Content starts

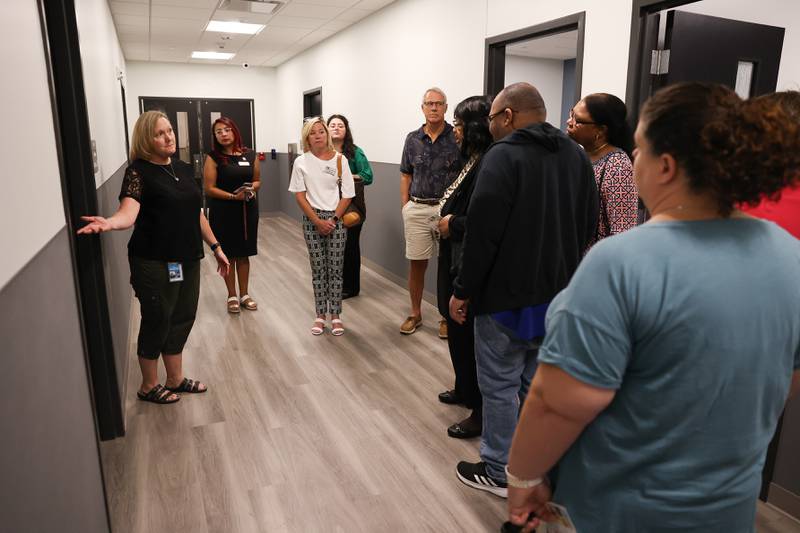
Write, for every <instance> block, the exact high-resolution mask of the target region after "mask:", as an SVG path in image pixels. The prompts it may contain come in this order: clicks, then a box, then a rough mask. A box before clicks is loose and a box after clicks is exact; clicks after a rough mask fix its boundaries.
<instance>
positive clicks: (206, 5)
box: [151, 0, 219, 8]
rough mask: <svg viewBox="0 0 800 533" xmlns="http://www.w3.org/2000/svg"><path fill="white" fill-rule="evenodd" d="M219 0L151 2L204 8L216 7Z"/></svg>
mask: <svg viewBox="0 0 800 533" xmlns="http://www.w3.org/2000/svg"><path fill="white" fill-rule="evenodd" d="M218 3H219V0H152V1H151V4H152V6H153V7H155V6H176V7H196V8H203V7H209V8H213V7H216V6H217V4H218Z"/></svg>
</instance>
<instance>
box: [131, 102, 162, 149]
mask: <svg viewBox="0 0 800 533" xmlns="http://www.w3.org/2000/svg"><path fill="white" fill-rule="evenodd" d="M160 118H163V119H165V120H166V121H167V122H169V117H168V116H167V115H165V114H164V113H162V112H161V111H145V112H144V113H142V114H141V115H139V118H138V119H136V124H134V125H133V135H132V137H131V153H130V157H131V161H133V160H134V159H147V160H150V159H153V152H154V150H153V138H154V137H155V133H156V122H158V119H160Z"/></svg>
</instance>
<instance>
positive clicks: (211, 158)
mask: <svg viewBox="0 0 800 533" xmlns="http://www.w3.org/2000/svg"><path fill="white" fill-rule="evenodd" d="M208 155H209V156H210V157H211V159H213V160H214V162H215V163H216V164H217V187H218V188H220V189H222V190H223V191H226V192H230V193H233V192H234V191H235V190H236V189H238V188H239V187H241V186H242V185H244V184H245V183H247V182H250V183H252V181H253V169H254V166H255V165H257V164H258V161H256V160H255V152H253V151H252V150H250V151H247V152H245V153H244V154H242V155H230V156H223V155H220V154H216V153H210V154H208ZM208 208H209V210H208V221H209V223H210V224H211V229H212V231H214V236H215V237H216V238H217V240H218V241H219V243H220V245H222V250H223V251H224V252H225V255H227V256H228V257H249V256H251V255H256V254H257V253H258V197H256V198H253V199H252V200H250V201H249V202H244V201H239V200H220V199H217V198H209V202H208Z"/></svg>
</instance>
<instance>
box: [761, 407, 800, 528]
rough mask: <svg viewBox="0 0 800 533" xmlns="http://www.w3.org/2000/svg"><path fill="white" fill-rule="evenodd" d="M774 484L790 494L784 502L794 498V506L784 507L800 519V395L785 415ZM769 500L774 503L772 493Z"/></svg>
mask: <svg viewBox="0 0 800 533" xmlns="http://www.w3.org/2000/svg"><path fill="white" fill-rule="evenodd" d="M772 482H773V483H774V484H775V485H778V486H779V487H781V488H782V489H784V490H785V491H787V492H788V493H789V494H784V500H786V499H788V497H790V496H791V495H793V496H794V501H793V506H792V507H791V508H787V507H789V506H788V505H786V506H782V507H784V509H785V510H786V511H788V512H791V514H793V515H794V516H796V517H797V518H800V395H798V396H797V397H795V398H793V399H792V400H791V401H790V402H789V404H788V405H787V406H786V411H785V412H784V414H783V426H782V429H781V437H780V441H779V444H778V455H777V457H776V460H775V474H774V476H773V479H772ZM768 499H769V500H770V501H772V493H770V495H769V497H768Z"/></svg>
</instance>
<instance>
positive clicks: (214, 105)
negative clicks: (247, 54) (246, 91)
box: [139, 96, 256, 163]
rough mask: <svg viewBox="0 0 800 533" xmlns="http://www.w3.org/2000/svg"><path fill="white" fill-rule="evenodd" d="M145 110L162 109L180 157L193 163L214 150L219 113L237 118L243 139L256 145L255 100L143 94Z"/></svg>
mask: <svg viewBox="0 0 800 533" xmlns="http://www.w3.org/2000/svg"><path fill="white" fill-rule="evenodd" d="M139 105H140V108H141V111H142V112H144V111H151V110H157V111H162V112H163V113H164V114H166V115H167V116H168V117H169V120H170V122H172V127H173V129H174V130H175V142H176V143H177V144H178V154H177V155H178V157H179V159H181V160H182V161H186V162H187V163H192V162H193V160H194V157H195V156H197V155H200V156H202V154H204V153H207V152H209V151H211V150H212V149H213V147H214V145H213V140H212V138H211V125H212V124H213V123H214V121H215V120H216V119H218V118H219V117H221V116H222V117H229V118H231V119H233V121H234V122H235V123H236V125H237V126H238V127H239V132H240V133H241V134H242V143H243V144H244V145H245V146H247V147H248V148H251V149H255V142H256V133H255V110H254V107H253V100H249V99H234V98H161V97H149V96H143V97H141V98H140V99H139Z"/></svg>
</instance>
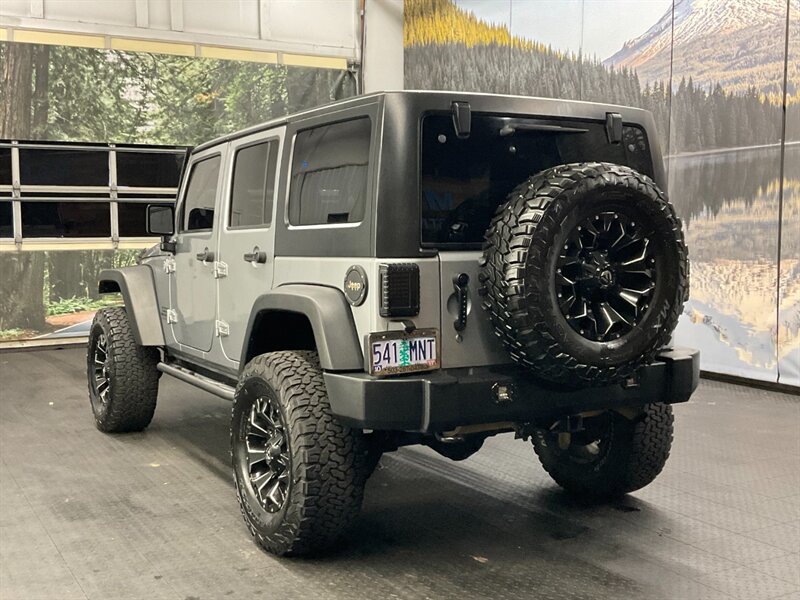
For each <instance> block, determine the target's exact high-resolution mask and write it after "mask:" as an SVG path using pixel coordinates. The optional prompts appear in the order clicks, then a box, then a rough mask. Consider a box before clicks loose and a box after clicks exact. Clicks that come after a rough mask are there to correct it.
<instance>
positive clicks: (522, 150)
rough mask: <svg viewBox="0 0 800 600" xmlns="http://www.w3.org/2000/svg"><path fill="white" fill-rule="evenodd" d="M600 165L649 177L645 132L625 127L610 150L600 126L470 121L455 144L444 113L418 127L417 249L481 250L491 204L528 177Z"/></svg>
mask: <svg viewBox="0 0 800 600" xmlns="http://www.w3.org/2000/svg"><path fill="white" fill-rule="evenodd" d="M587 161H601V162H612V163H616V164H621V165H627V166H630V167H631V168H633V169H636V170H637V171H639V172H641V173H644V174H645V175H648V176H650V177H652V176H653V167H652V161H651V158H650V149H649V146H648V144H647V137H646V135H645V133H644V131H643V130H642V129H641V128H639V127H635V126H630V125H625V127H624V128H623V141H622V143H621V144H611V143H609V142H608V139H607V137H606V130H605V123H602V122H593V121H592V122H589V121H572V120H571V121H567V120H555V119H550V120H546V119H533V118H519V117H503V116H498V115H486V114H483V115H481V114H473V115H472V131H471V134H470V136H469V137H468V138H466V139H459V138H458V137H456V133H455V130H454V127H453V118H452V116H451V114H450V113H442V114H429V115H427V116H425V117H424V118H423V120H422V161H421V174H420V175H421V176H420V182H421V186H420V188H421V189H420V196H421V198H420V201H421V210H422V214H421V222H422V244H423V245H424V246H429V247H430V246H433V247H437V248H442V249H459V250H460V249H466V248H476V247H480V244H481V242H482V241H483V235H484V233H485V232H486V229H487V228H488V227H489V222H490V220H491V218H492V216H493V215H494V212H495V209H496V208H497V206H498V204H500V203H502V202H503V201H505V199H506V197H507V196H508V194H509V193H510V192H511V190H512V189H514V187H516V186H517V185H519V184H520V183H522V182H523V181H525V179H527V178H528V177H530V176H531V175H533V174H535V173H538V172H539V171H542V170H544V169H548V168H550V167H554V166H556V165H561V164H566V163H575V162H587Z"/></svg>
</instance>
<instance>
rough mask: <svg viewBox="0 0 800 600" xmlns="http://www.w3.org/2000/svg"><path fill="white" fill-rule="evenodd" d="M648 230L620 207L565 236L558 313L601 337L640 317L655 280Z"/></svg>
mask: <svg viewBox="0 0 800 600" xmlns="http://www.w3.org/2000/svg"><path fill="white" fill-rule="evenodd" d="M648 235H649V232H647V231H644V229H643V227H642V226H641V225H639V224H637V223H636V222H635V221H633V220H632V219H631V218H630V216H629V215H627V214H624V213H623V214H620V213H619V212H600V213H598V214H595V215H593V216H590V217H588V218H586V219H585V220H583V222H582V223H581V224H580V225H578V226H577V227H575V228H574V229H573V230H572V231H571V232H570V233H569V235H568V236H567V241H566V243H565V244H564V247H563V251H562V252H561V254H560V255H559V257H558V259H557V261H556V273H555V285H556V290H557V292H556V293H557V296H558V303H559V308H560V309H561V313H562V314H563V315H564V317H565V318H566V320H567V323H569V325H570V327H572V329H573V330H575V331H576V332H578V333H579V334H580V335H581V336H583V337H584V338H586V339H588V340H591V341H595V342H603V341H608V340H612V339H617V338H619V337H622V336H623V335H626V334H627V333H629V332H630V331H631V330H632V329H633V328H634V327H636V326H637V325H639V323H641V322H642V320H643V318H644V315H645V313H646V312H647V309H648V308H649V302H650V300H651V299H652V297H653V295H654V293H655V291H656V286H657V285H658V280H657V273H656V269H655V265H656V259H655V257H654V248H653V245H651V243H650V238H649V237H648Z"/></svg>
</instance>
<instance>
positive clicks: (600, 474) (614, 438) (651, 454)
mask: <svg viewBox="0 0 800 600" xmlns="http://www.w3.org/2000/svg"><path fill="white" fill-rule="evenodd" d="M618 421H619V422H620V423H621V426H617V427H616V428H615V429H614V434H613V435H614V439H613V440H612V444H613V445H614V448H613V453H612V455H611V456H612V458H610V459H608V460H606V461H605V462H604V463H603V464H602V465H601V466H600V467H598V468H595V469H592V470H591V471H585V470H581V469H576V468H574V465H570V464H568V462H567V461H568V459H567V458H566V456H565V455H564V454H563V453H561V452H557V451H553V449H552V448H550V447H548V445H547V444H541V443H537V440H536V438H534V443H533V448H534V451H535V452H536V454H537V456H538V457H539V461H540V462H541V464H542V466H543V467H544V470H545V471H547V473H548V475H550V477H551V478H552V479H553V481H555V482H556V483H557V484H558V485H559V486H561V487H562V488H564V489H565V490H567V491H569V492H570V493H573V494H575V495H578V496H583V497H588V498H595V499H606V498H612V497H617V496H621V495H623V494H627V493H630V492H633V491H636V490H639V489H641V488H643V487H645V486H646V485H648V484H649V483H651V482H652V481H653V480H654V479H655V478H656V477H657V476H658V475H659V473H661V471H662V470H663V468H664V465H665V464H666V462H667V459H668V458H669V453H670V449H671V448H672V440H673V429H674V417H673V414H672V406H671V405H669V404H663V403H660V402H659V403H653V404H648V405H646V406H645V407H644V408H643V410H642V413H641V414H640V415H639V416H638V417H637V418H636V419H635V420H634V421H633V422H628V421H627V419H625V417H622V416H618ZM540 435H541V434H540Z"/></svg>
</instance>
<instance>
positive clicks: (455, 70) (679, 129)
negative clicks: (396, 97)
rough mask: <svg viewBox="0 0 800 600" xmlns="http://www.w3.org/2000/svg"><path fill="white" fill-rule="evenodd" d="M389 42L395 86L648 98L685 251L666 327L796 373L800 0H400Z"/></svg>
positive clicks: (676, 340) (755, 372)
mask: <svg viewBox="0 0 800 600" xmlns="http://www.w3.org/2000/svg"><path fill="white" fill-rule="evenodd" d="M787 25H788V32H789V55H790V56H791V57H793V60H788V62H787V54H786V42H787V38H786V32H787ZM404 44H405V86H406V88H407V89H447V90H464V91H482V92H494V93H512V94H522V95H530V96H548V97H561V98H571V99H581V100H590V101H601V102H609V103H617V104H626V105H633V106H640V107H642V108H646V109H648V110H650V111H652V112H653V114H654V116H655V119H656V123H657V128H658V133H659V136H660V137H661V146H662V150H663V152H664V154H665V156H666V157H667V159H666V160H667V168H668V172H669V193H670V196H671V198H672V200H673V202H674V203H675V204H676V207H677V209H678V213H679V215H680V216H681V217H682V219H683V221H684V225H685V227H686V235H687V242H688V244H689V252H690V258H691V261H692V275H691V288H692V289H691V298H690V300H689V302H687V304H686V308H685V313H684V315H683V318H682V320H681V322H680V324H679V326H678V329H677V331H676V342H677V343H679V344H684V345H690V346H695V347H698V348H700V349H701V350H702V352H703V354H702V366H703V368H704V369H705V370H708V371H714V372H718V373H727V374H733V375H739V376H744V377H749V378H754V379H761V380H766V381H781V382H783V383H787V384H789V385H796V386H800V337H799V335H798V330H800V189H799V188H800V145H798V144H791V143H789V144H786V145H785V147H783V140H784V138H786V139H787V140H788V141H789V142H792V141H800V91H798V82H799V81H800V77H798V73H799V72H800V60H797V57H798V56H800V53H799V52H798V47H800V0H789V2H788V3H787V1H786V0H747V1H736V2H731V1H729V0H674V1H673V0H650V1H648V2H639V1H634V0H591V1H588V0H558V1H556V0H537V1H536V2H531V1H526V0H405V22H404ZM784 68H786V75H787V85H784ZM784 106H786V126H787V127H786V133H784V119H783V107H784Z"/></svg>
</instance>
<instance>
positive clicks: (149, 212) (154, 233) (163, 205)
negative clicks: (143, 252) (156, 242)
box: [147, 204, 175, 236]
mask: <svg viewBox="0 0 800 600" xmlns="http://www.w3.org/2000/svg"><path fill="white" fill-rule="evenodd" d="M147 233H149V234H150V235H160V236H165V235H172V234H173V233H175V208H174V207H172V206H169V205H165V204H148V205H147Z"/></svg>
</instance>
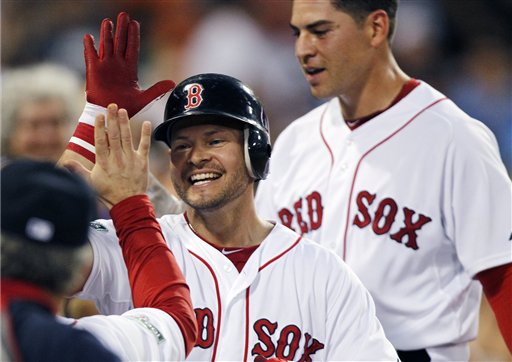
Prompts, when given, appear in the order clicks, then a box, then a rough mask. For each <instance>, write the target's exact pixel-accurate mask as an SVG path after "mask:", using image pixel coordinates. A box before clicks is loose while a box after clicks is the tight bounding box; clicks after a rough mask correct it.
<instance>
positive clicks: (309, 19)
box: [256, 0, 512, 361]
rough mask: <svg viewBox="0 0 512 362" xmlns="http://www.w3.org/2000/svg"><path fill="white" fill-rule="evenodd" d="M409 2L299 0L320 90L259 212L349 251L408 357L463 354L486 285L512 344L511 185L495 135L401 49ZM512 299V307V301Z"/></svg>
mask: <svg viewBox="0 0 512 362" xmlns="http://www.w3.org/2000/svg"><path fill="white" fill-rule="evenodd" d="M396 10H397V1H364V2H363V1H341V0H338V1H334V0H333V1H326V0H325V1H301V0H295V1H294V2H293V10H292V16H291V27H292V29H293V32H294V34H295V36H296V48H295V50H296V55H297V59H298V61H299V63H300V65H301V66H302V69H303V72H304V76H305V78H306V80H307V82H308V83H309V85H310V89H311V92H312V94H313V95H314V96H316V97H319V98H328V97H333V98H332V99H331V100H330V101H327V102H326V103H324V104H323V105H321V106H319V107H318V108H316V109H314V110H312V111H311V112H309V113H308V114H306V115H304V116H303V117H301V118H299V119H298V120H296V121H295V122H293V123H292V124H291V125H290V126H289V127H288V128H287V129H286V130H285V131H284V132H282V133H281V134H280V136H279V137H278V139H277V141H276V143H275V147H274V150H273V154H272V161H271V163H270V173H269V177H268V179H267V180H265V181H262V182H261V183H260V184H259V187H258V190H257V196H256V206H257V210H258V212H259V213H260V215H262V216H263V217H265V218H267V219H278V220H280V222H281V223H282V224H284V225H286V226H288V227H289V228H291V229H292V230H294V231H296V232H298V233H300V234H302V235H304V236H307V237H310V238H312V239H313V240H315V241H316V242H318V243H320V244H322V245H324V246H326V247H328V248H330V249H331V250H334V251H335V252H336V253H337V254H338V255H339V256H341V257H342V258H343V259H344V260H345V261H346V262H347V264H348V265H349V266H351V267H352V268H353V270H354V271H355V273H356V274H357V275H358V276H359V277H360V279H361V280H362V282H363V284H364V285H365V286H366V287H367V288H368V289H369V291H370V293H371V294H372V296H373V298H374V300H375V303H376V308H377V316H378V317H379V319H380V320H381V322H382V324H383V326H384V330H385V332H386V335H387V336H388V338H389V339H390V340H391V342H392V343H393V344H394V346H395V347H396V348H397V349H398V350H399V356H400V358H401V359H402V360H403V361H408V360H411V361H427V360H436V361H438V360H444V361H463V360H468V359H469V348H468V342H469V341H471V340H473V339H474V338H475V337H476V334H477V326H478V312H479V306H480V299H481V293H482V286H483V289H484V292H485V294H486V296H487V298H488V300H489V302H490V304H491V306H492V308H493V310H494V313H495V314H496V318H497V321H498V324H499V326H500V329H501V332H502V334H503V337H504V338H505V340H506V343H507V345H508V348H509V349H510V350H512V321H511V318H510V295H512V266H511V242H510V235H511V228H510V226H511V204H510V200H511V183H510V179H509V177H508V175H507V172H506V170H505V167H504V165H503V162H502V161H501V159H500V156H499V153H498V147H497V144H496V140H495V137H494V135H493V134H492V133H491V132H490V131H489V129H488V128H487V127H486V126H485V125H484V124H482V123H481V122H479V121H477V120H475V119H472V118H471V117H469V116H468V115H467V114H465V113H464V112H463V111H461V110H460V109H459V108H458V107H457V106H456V105H455V104H454V103H453V102H452V101H451V100H450V99H448V98H447V97H446V96H444V95H443V94H441V93H439V92H438V91H436V90H435V89H433V88H432V87H431V86H429V85H428V84H427V83H425V82H423V81H420V80H416V79H413V78H410V77H409V76H407V75H406V74H405V73H404V72H403V71H402V70H401V69H400V68H399V66H398V65H397V63H396V61H395V59H394V57H393V55H392V52H391V38H392V35H393V31H394V26H395V15H396ZM507 304H508V305H507Z"/></svg>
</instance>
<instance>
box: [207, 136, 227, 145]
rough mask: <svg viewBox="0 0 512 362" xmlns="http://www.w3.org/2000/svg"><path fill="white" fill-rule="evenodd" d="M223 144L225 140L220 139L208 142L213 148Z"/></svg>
mask: <svg viewBox="0 0 512 362" xmlns="http://www.w3.org/2000/svg"><path fill="white" fill-rule="evenodd" d="M222 143H224V140H223V139H220V138H215V139H212V140H210V141H209V142H208V144H209V145H211V146H218V145H221V144H222Z"/></svg>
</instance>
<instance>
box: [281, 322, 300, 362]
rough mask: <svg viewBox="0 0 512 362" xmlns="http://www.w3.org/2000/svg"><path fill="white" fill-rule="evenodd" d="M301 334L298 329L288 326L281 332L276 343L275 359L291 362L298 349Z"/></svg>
mask: <svg viewBox="0 0 512 362" xmlns="http://www.w3.org/2000/svg"><path fill="white" fill-rule="evenodd" d="M301 336H302V333H301V331H300V329H299V327H297V326H294V325H289V326H286V327H284V328H283V329H282V330H281V334H280V335H279V340H278V341H277V350H276V357H277V358H280V359H284V360H286V361H293V357H294V356H295V353H296V352H297V349H298V348H299V342H300V337H301Z"/></svg>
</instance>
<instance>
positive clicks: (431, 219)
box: [390, 207, 432, 250]
mask: <svg viewBox="0 0 512 362" xmlns="http://www.w3.org/2000/svg"><path fill="white" fill-rule="evenodd" d="M414 214H415V212H414V210H411V209H408V208H406V207H404V222H405V226H403V227H402V228H401V229H400V230H398V232H396V233H394V234H393V235H390V238H391V239H393V240H395V241H396V242H399V243H402V239H403V238H404V237H405V236H406V235H407V237H408V241H407V243H406V244H405V246H407V247H408V248H412V249H414V250H417V249H418V244H417V242H416V238H417V237H418V234H416V231H417V230H420V229H421V228H422V227H423V225H425V224H426V223H428V222H430V221H432V219H431V218H429V217H428V216H425V215H423V214H419V215H418V220H417V221H416V222H413V221H412V217H413V215H414Z"/></svg>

Content ends

### YOUR TASK
Give the lines again, starting at the first one and ending with the one that contains "box: [151, 0, 219, 8]", and replace "rough mask" with "coarse mask" while keeping everything else unchanged. Leave out the pictures.

### RESULT FOR THIS EXERCISE
Write, for every <instance> block, the exact high-resolution mask of the target region after "mask:", as an SVG path in image pixels. The prompts it may contain come in this order: clicks, then a box, then a coarse mask. A box before clicks is loose and a box after clicks is exact; clicks after a coarse mask fix its boundaries.
<instance>
positive clicks: (206, 5)
box: [151, 0, 219, 8]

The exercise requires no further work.